Path Summaries and Path Partitioning in Modern XML Databases

Andrei Arion

INRIA Futurs-LRI
France

Angela Bonifati

ICAR CNR
Italy

Ioana Manolescu

INRIA Futurs-LRI
France

Andrea Pugliese

Iniversity of Calabria
Italy

ABSTRACT

We study the applicability of XML path summaries in the context of current-day XML databases. We find that summaries provide an excellent basis for optimizing data access methods, which furthermore mixes very well with path-partitioned stores. Our approach is implemented in the freely available XSum Java library.

Categories & Subject Descriptors

H.2.4 [Database Management Systems]: Query processing

General Terms

Algorithms

Keywords

XML, path summaries, path partition, XQuery processing

Motivation

The performance of XML query processing in persistent XML databases crucially depends on the chosen data access paths, and on the efficiency of the remaining query processing steps, notably navigation (path) query processing, and result construction (or re-construction, if the data has been shredded).

In this context, we demonstrate that XML path summaries are useful tools for access path selection, and establish efficient algorithms for building and exploiting them. This leads to very efficient processing when used in conjunction with a path-partitioned store, in particular much better than if tag partitioning is used. Furthermore, we devise an efficient method for complex tree reconstruction, with much lower memory needs than existing alternatives. Our algorithms are implemented in the XSum Java library [6].

SHORT TASK A
Copy the XML path summaries passage word for word, between "In this context, we" and "Java library [6].", inclusive.
SHORT TASK B
Carry on writing the XML path summaries passage from the point where it stops.

MATERIAL SUPPLIED
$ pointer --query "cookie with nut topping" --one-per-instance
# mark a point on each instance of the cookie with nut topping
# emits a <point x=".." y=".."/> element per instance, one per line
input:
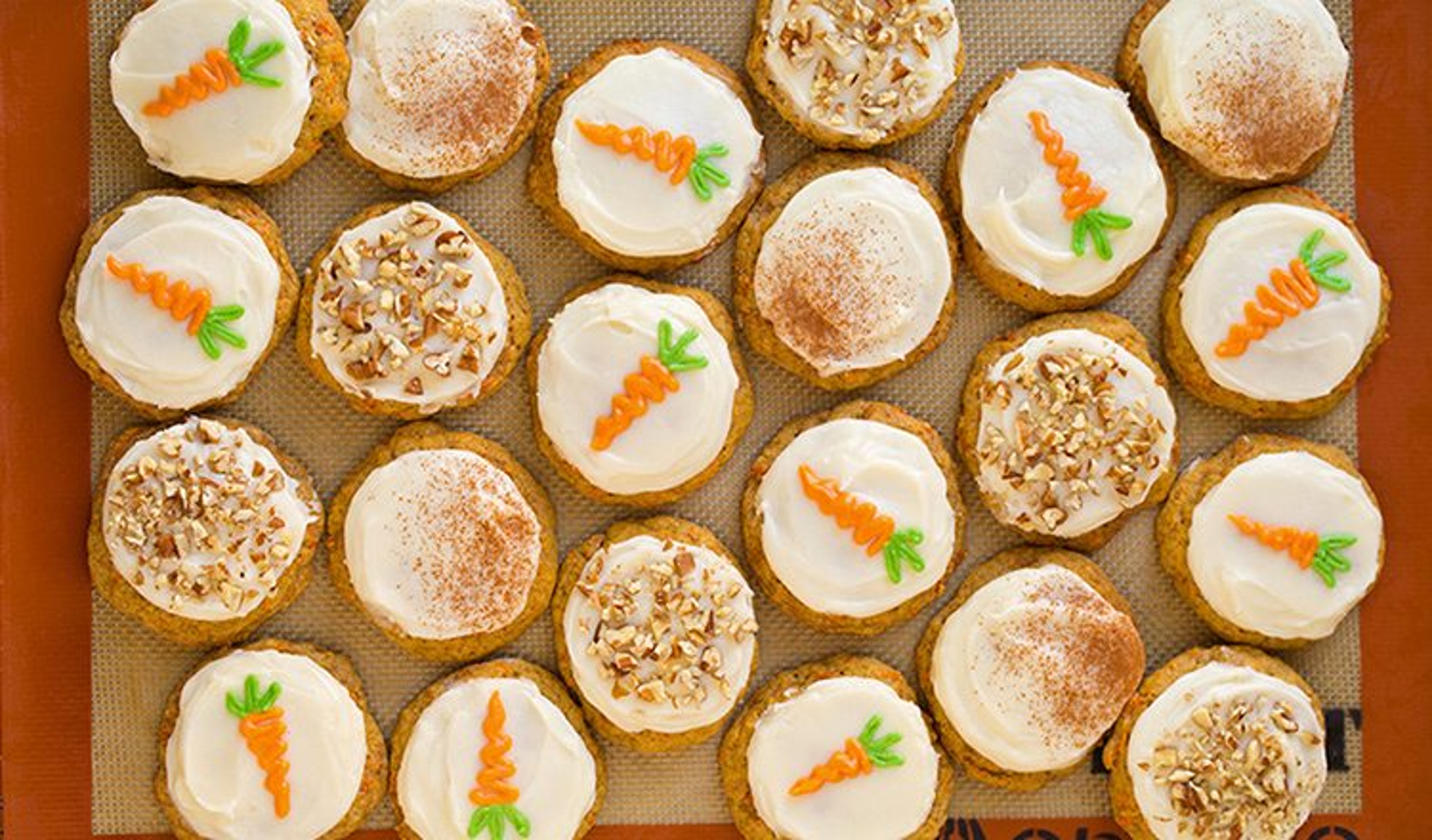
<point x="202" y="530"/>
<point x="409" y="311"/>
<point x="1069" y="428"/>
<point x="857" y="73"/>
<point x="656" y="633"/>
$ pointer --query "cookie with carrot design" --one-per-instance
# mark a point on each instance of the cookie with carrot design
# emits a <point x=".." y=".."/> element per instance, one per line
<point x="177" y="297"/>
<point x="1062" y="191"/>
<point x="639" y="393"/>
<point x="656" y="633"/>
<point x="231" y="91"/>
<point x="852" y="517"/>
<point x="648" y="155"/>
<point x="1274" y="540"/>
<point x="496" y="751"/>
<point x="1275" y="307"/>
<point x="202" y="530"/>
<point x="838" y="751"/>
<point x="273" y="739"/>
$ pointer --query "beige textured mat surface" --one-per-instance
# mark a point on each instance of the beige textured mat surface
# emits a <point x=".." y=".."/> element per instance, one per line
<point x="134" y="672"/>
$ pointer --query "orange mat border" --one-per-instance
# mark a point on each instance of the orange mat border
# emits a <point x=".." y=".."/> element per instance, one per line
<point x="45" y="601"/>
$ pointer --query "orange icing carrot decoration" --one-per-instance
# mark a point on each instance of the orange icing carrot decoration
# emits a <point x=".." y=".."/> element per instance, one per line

TASK OUTPUT A
In this context, we demonstrate that XML path summaries are useful tools for access path selection, and establish efficient algorithms for building and exploiting them. This leads to very efficient processing when used in conjunction with a path-partitioned store, in particular much better than if tag partitioning is used. Furthermore, we devise an efficient method for complex tree reconstruction, with much lower memory needs than existing alternatives. Our algorithms are implemented in the XSum Java library [6].

TASK OUTPUT B
Path Summaries and Path Partitioning

Path summaries The path summary $PS(D)$ of an XML document $D$ is a tree, having exactly one node for every path in the document $D$ (see Figure 1). Moreover, for any summary nodes $x$, $y$ such that $y$ is a child of $x$, we record on the edge $x$-$y$ whether every node on path $x$ has exactly one child on path $y$ (edge $x$-$y$ labeled 1), or at least one child on path $y$ (edge $x$-$y$ labeled +).

We have established experimentally that path summaries are generally very small (3 to 6 orders of magnitude smaller than the documents), however, exploiting them may still be challenging, unless carefully designed algorithms are used [2]. A path summary is built in $O(N)$ time, using $O(\vert PS\vert)$ memory [3]. Our implementation gathers 1 and + labels during summary construction, in $O(N+\vert PS\vert)$ time and $O(\vert PS\vert)$ memory.

Figure 1: XMark document snippet, its path summary, and some resulting path-partitioned storage structures.
\includegraphics[width=\columnwidth]{FIGURES/DG-petit.eps}

Path-partitioned storage model Structural identifiers are assigned to each element in an XML document. A direct comparison of two structural identifiers suffices to decide whether the corresponding elements are structurally related (one is a parent or ancestor of the other) or not. A very popular such scheme consists of assigning (pre,post,depth) numbers to every node [1]. The pre number corresponds to the positional number of the element's begin tag, and the post number corresponds to the number of its end tag in the document. For example, Figure 1(a) depicts (pre,post) IDs next to the elements. The depth number reflects node depth in the document tree (omitted in Figure 1 to avoid clutter).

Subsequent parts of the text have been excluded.